Pour justifier son attitude, la Commission a déclaré que l’article 85 parle d’accords et non pas de clauses d’un accord (c’est une distinction que fait par exemple le règlement no 19-65). S’il apparaît que certains éléments d’un accord remplissent les conditions d’application de l’article 85, paragraphe 1, elle aurait par conséquent le droit de déclarer purement et simplement qu’il est incompatible avec le traité. En outre, il serait souvent extrêmement difficile de délimiter avec précision les dispositions d’un contrat qui sont importantes du point de vue du droit de la concurrence et celles qui sont neutres à cet égard, par exemple lorsque l’atteinte portée à la concurrence ne résulte que du jeu combiné de plusieurs clauses. Imposer à la Commission un examen d’ensemble exhaustif de chaque accord entraînerait des retards importants dans la procédure administrative. Enfin, la constatation faite sur le plan administratif qu’un contrat est incompatible avec l’article 85, paragraphe 1, ne préjugerait pas la validité ou la nullité en droit civil de certaines clauses au sujet desquelles la Commission n’aurait pas pris position.

Les parties requérantes et le gouvernement fédéral allemand estiment que ce point de vue est erroné, parce qu’il entraîne une incertitude juridique inadmissible pour les intéressés. L’article 1 de la décision, formulé de façon générale et large, devrait par conséquent être annulé pour violation du principe de la proportionnalité (c’est-à-dire de la limitation au strict nécessaire de l’intervention de l’administration), principe auquel la procédure communautaire au titre des ententes doit également se conformer.

(DONNÉES ENREGISTRÉES):
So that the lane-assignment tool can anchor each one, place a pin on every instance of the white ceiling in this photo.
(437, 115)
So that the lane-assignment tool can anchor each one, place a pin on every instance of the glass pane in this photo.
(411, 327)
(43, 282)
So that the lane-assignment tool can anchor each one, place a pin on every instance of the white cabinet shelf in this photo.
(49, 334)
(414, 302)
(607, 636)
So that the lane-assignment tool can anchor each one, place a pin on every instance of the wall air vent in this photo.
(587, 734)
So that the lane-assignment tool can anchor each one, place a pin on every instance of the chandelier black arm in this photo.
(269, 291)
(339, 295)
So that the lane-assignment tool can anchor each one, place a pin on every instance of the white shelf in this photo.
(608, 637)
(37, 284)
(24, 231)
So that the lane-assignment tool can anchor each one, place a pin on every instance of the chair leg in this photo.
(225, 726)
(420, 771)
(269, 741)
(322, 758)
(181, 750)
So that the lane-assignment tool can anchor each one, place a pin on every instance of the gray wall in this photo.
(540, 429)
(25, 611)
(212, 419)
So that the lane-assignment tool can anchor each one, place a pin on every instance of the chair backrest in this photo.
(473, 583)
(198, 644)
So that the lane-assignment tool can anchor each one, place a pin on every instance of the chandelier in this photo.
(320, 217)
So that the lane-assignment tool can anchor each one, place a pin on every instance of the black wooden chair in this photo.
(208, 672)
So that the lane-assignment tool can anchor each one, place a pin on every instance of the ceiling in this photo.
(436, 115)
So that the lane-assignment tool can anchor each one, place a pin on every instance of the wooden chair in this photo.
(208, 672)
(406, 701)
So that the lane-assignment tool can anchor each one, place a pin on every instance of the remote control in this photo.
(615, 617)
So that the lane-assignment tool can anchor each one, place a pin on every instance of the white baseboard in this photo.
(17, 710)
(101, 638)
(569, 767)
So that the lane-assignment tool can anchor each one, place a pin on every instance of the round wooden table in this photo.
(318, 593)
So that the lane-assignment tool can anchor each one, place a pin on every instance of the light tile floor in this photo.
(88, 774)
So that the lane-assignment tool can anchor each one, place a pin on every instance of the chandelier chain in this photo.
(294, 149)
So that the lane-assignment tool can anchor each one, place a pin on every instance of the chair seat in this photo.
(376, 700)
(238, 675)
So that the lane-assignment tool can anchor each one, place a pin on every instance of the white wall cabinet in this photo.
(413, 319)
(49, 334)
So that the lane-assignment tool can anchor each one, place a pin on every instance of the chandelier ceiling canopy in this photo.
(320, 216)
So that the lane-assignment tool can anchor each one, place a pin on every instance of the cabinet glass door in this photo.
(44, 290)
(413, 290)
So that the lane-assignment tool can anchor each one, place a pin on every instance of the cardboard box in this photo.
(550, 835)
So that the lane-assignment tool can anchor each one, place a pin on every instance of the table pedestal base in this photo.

(TÂCHES À RÉALISER):
A: D'après l'extrait, quel règlement fait la distinction entre accords et clauses d'un accord ?
B: Selon l'extrait, pourquoi les parties requérantes et le gouvernement fédéral allemand jugent-ils erroné le point de vue de la Commission ?
C: Reproduisez fidèlement le passage de l'extrait qui va de « Les parties requérantes » à « également se conformer. ».

(RÉSULTATS ATTENDUS):
A: Le règlement no 19-65.

B: Ils le jugent erroné parce qu'il entraîne une incertitude juridique inadmissible pour les intéressés. Ils en concluent que l'article 1 de la décision, formulé de façon générale et large, devrait être annulé pour violation du principe de la proportionnalité.

C:
Les parties requérantes et le gouvernement fédéral allemand estiment que ce point de vue est erroné, parce qu’il entraîne une incertitude juridique inadmissible pour les intéressés. L’article 1 de la décision, formulé de façon générale et large, devrait par conséquent être annulé pour violation du principe de la proportionnalité (c’est-à-dire de la limitation au strict nécessaire de l’intervention de l’administration), principe auquel la procédure communautaire au titre des ententes doit également se conformer.